[TEXT SECTION]
--- start ---

I'm trying to invert a matrix composed of complex numbers, where I'm using matrix inversion code for real numbers posted in the following link by 'user' cuda matrix inverse gaussian jordan
code compiles, no bugs, but problem is output is wrong! I don't know where I went wrong. Can anyone, please, help. Thank you in advance!
here is the complete code:
#include <stdio.h>
#include <iostream>
#include <fstream>
#include <vector>
#include <string>
#pragma comment(lib, "cuda.lib")
#pragma comment(lib, "cudart.lib")
#include <cuda.h>
#include <math.h>
#include <cuda_runtime.h>
#include <cuda_runtime_api.h>
#include "device_launch_parameters.h"
#include <cublas_v2.h>
#include "cuComplex.h"
#include <complex>
__device__ __host__ cuDoubleComplex operator*(cuDoubleComplex a, cuDoubleComplex b) { return cuCmul(a,b); }
__device__ __host__ cuDoubleComplex operator+(cuDoubleComplex a, cuDoubleComplex b) { return cuCadd(a,b); }
__device__ __host__ cuDoubleComplex operator/(cuDoubleComplex a, cuDoubleComplex b) { return cuCdiv(a,b); }
__device__ __host__ cuDoubleComplex operator-(cuDoubleComplex a, cuDoubleComplex b) { return cuCsub(a,b); }
using namespace std;
__global__ void gaussjordan(cuDoubleComplex *A, cuDoubleComplex *I,int n, int i)
{
int x = blockIdx.x * blockDim.x + threadIdx.x;
int y = blockIdx.y * blockDim.y + threadIdx.y;
cuDoubleComplex P;
if(x<n && y<n)
if(x>i){
P=A[x*n+i]/A[i*n+i];
I[x*n+y] = I[x*n+y] - I[i*n+y]*P;
if(y>=i){
A[x*n+y] = A[x*n+y] - A[i*n+y]*P;
}
}
}
__global__ void dev(cuDoubleComplex *d_A, cuDoubleComplex *dI, int h)

--- end ---

[WHAT YOU NEED TO DO] Copy the forum post from "I'm trying to" to "you in advance!", renaming "output" as "result" throughout.

(Image outline annotation listing)
--- start ---

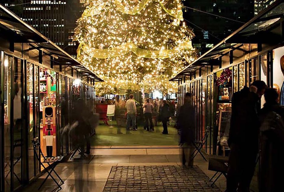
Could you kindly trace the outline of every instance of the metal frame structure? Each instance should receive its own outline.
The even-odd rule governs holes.
[[[56,113],[57,114],[59,114],[61,110],[59,105],[59,86],[61,88],[63,87],[64,87],[64,90],[61,90],[62,92],[61,94],[65,98],[68,97],[69,99],[71,101],[68,103],[69,106],[67,107],[70,110],[72,107],[72,99],[73,97],[72,88],[74,79],[78,78],[82,79],[82,81],[80,84],[81,96],[87,97],[86,101],[90,106],[92,105],[92,103],[93,106],[95,96],[95,82],[103,81],[85,66],[1,4],[0,39],[1,40],[0,42],[1,42],[0,43],[0,114],[1,115],[0,191],[4,192],[19,190],[30,183],[31,180],[36,178],[42,170],[41,170],[40,165],[41,162],[36,160],[34,153],[33,155],[33,170],[32,169],[30,169],[29,167],[30,165],[30,164],[33,165],[33,163],[30,162],[29,163],[29,161],[33,161],[33,160],[30,160],[29,158],[29,154],[30,155],[31,154],[29,154],[29,152],[29,152],[29,148],[31,143],[29,137],[35,138],[38,136],[40,139],[40,122],[39,120],[40,105],[38,103],[39,99],[38,98],[37,100],[36,99],[39,96],[40,67],[48,69],[56,72],[56,100],[57,106]],[[10,81],[11,82],[9,82],[11,87],[6,88],[5,86],[7,85],[4,84],[4,82],[7,80],[5,79],[4,76],[5,73],[7,72],[5,71],[6,65],[7,64],[5,61],[5,56],[9,56],[11,62],[10,68],[9,69],[9,73],[11,73],[9,74],[11,78]],[[17,64],[15,63],[17,62],[20,63]],[[16,64],[20,66],[20,69],[20,69],[20,70],[17,71],[17,74],[15,74],[14,73],[15,72],[14,69],[16,67],[14,66]],[[33,77],[32,81],[30,82],[29,81],[30,80],[28,79],[28,72]],[[14,77],[16,74],[17,77],[20,78],[20,79],[16,79]],[[59,78],[61,78],[64,85],[60,84]],[[18,80],[20,82],[15,81]],[[17,104],[14,103],[13,98],[15,93],[14,92],[13,90],[14,89],[14,86],[17,86],[18,84],[21,87],[21,95],[19,96],[21,98],[21,106],[19,107],[21,108],[20,118],[22,121],[20,123],[21,128],[19,131],[20,135],[17,137],[20,137],[21,144],[19,146],[20,149],[18,147],[18,144],[15,143],[14,141],[15,128],[13,119],[13,107],[14,105]],[[31,90],[32,93],[28,93],[28,91],[30,91],[29,90],[27,90],[28,84],[30,86],[32,86]],[[11,92],[10,95],[6,96],[4,95],[5,89],[7,90],[9,89]],[[88,91],[85,92],[87,89]],[[19,90],[18,90],[17,91],[18,91]],[[28,97],[32,97],[32,98],[30,103]],[[6,136],[5,134],[7,133],[5,132],[6,131],[4,128],[5,111],[4,106],[5,105],[5,101],[7,100],[7,97],[9,97],[9,99],[10,100],[9,102],[11,102],[10,110],[9,112],[10,121],[13,122],[7,125],[9,127],[9,138],[5,136]],[[29,121],[30,105],[33,108],[32,110],[33,114],[31,118],[33,118],[33,121],[30,126],[30,122]],[[67,104],[66,105],[67,107]],[[93,108],[94,108],[93,107]],[[64,118],[64,121],[65,123],[67,123],[70,121],[69,117],[66,116]],[[57,125],[58,126],[60,122],[60,120],[57,118]],[[30,130],[30,128],[31,128]],[[30,133],[30,131],[33,132],[31,132],[31,133]],[[59,128],[57,129],[57,135],[59,136],[60,134]],[[65,138],[64,143],[61,144],[59,137],[57,137],[57,152],[58,154],[64,154],[69,153],[71,149],[71,145],[68,138]],[[16,138],[15,137],[15,139]],[[7,142],[9,143],[9,146],[7,148],[5,146],[5,143]],[[63,144],[65,144],[65,146],[63,146]],[[18,148],[17,149],[21,155],[21,160],[17,161],[17,163],[20,163],[20,165],[19,165],[17,168],[18,170],[17,173],[19,174],[17,177],[18,176],[20,183],[17,183],[16,185],[15,183],[18,179],[17,178],[17,177],[14,177],[14,167],[13,165],[14,163],[14,151],[15,146]],[[10,168],[9,168],[9,170],[7,169],[7,167],[6,167],[5,169],[4,159],[6,156],[5,152],[7,150],[9,150],[9,154],[8,162],[10,165]],[[31,152],[33,153],[33,151]],[[8,171],[5,173],[5,170]],[[20,171],[20,173],[19,172]],[[29,173],[30,171],[31,172]],[[6,175],[9,177],[9,185],[5,185],[5,182],[7,181],[5,179]],[[14,178],[16,179],[14,179]]]
[[[276,1],[257,16],[220,41],[169,80],[178,82],[178,103],[180,105],[183,103],[183,95],[185,93],[182,90],[185,89],[188,90],[195,95],[196,82],[200,80],[200,78],[203,79],[203,83],[206,87],[204,93],[205,95],[205,107],[202,108],[202,106],[198,105],[196,105],[195,107],[198,115],[202,114],[203,111],[205,110],[205,125],[201,127],[209,126],[212,128],[213,130],[212,135],[210,133],[208,142],[205,146],[207,152],[215,154],[216,152],[215,144],[218,130],[216,132],[215,122],[217,103],[217,87],[214,82],[217,72],[233,67],[233,81],[237,81],[235,84],[238,87],[237,89],[235,89],[233,83],[233,91],[234,90],[237,91],[240,90],[241,86],[249,86],[254,80],[258,79],[256,78],[260,79],[261,62],[264,62],[264,60],[266,59],[264,61],[267,64],[267,75],[264,80],[269,87],[273,87],[272,50],[284,45],[284,16],[282,11],[283,9],[284,0]],[[241,64],[244,65],[245,67],[244,85],[242,84],[243,82],[241,83],[240,82],[239,73]],[[199,73],[201,69],[205,72],[201,74]],[[233,73],[234,70],[237,70],[237,76],[235,78]],[[210,78],[209,82],[208,78],[211,77],[212,77],[213,79]],[[195,96],[195,100],[198,102],[203,100],[200,95],[198,97]],[[200,113],[200,111],[202,112]],[[197,120],[202,121],[200,118]],[[198,127],[198,129],[200,128]],[[199,134],[197,135],[198,138],[199,137],[202,138],[203,131],[197,131],[196,133]],[[211,141],[212,136],[213,141]],[[212,149],[213,151],[211,151]]]

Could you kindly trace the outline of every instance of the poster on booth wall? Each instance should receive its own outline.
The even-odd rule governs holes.
[[[232,112],[221,111],[219,118],[218,140],[221,146],[228,146]]]
[[[114,116],[115,105],[108,105],[106,110],[107,116]]]

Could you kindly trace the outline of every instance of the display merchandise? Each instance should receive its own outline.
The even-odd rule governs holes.
[[[40,69],[41,147],[44,155],[56,156],[56,74]]]

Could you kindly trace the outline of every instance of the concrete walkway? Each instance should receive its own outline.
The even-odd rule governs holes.
[[[144,148],[145,146],[128,146],[131,148],[120,148],[124,146],[100,146],[92,149],[93,155],[88,159],[77,160],[58,165],[56,170],[65,181],[62,186],[63,191],[103,191],[113,166],[177,166],[181,165],[180,149],[176,148],[178,146],[168,146],[167,148],[163,146],[158,149],[159,146],[147,146],[148,148]],[[194,161],[194,165],[208,177],[211,177],[214,173],[208,170],[208,162],[203,160],[201,155],[198,155]],[[41,177],[24,191],[33,191],[37,189],[46,176],[46,174]],[[222,191],[225,189],[225,180],[222,176],[216,183]],[[56,186],[49,178],[40,191],[51,191]],[[105,189],[105,191],[108,191]]]

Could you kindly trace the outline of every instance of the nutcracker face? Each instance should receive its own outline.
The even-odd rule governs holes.
[[[54,107],[44,108],[43,134],[46,135],[54,135],[55,134],[55,117]]]

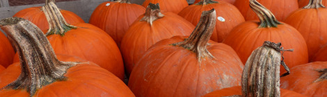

--- end ---

[SOLUTION BELOW]
I'm trying to invert a matrix composed of complex numbers, where I'm using matrix inversion code for real numbers posted in the following link by 'user' cuda matrix inverse gaussian jordan
code compiles, no bugs, but problem is result is wrong! I don't know where I went wrong. Can anyone, please, help. Thank you in advance!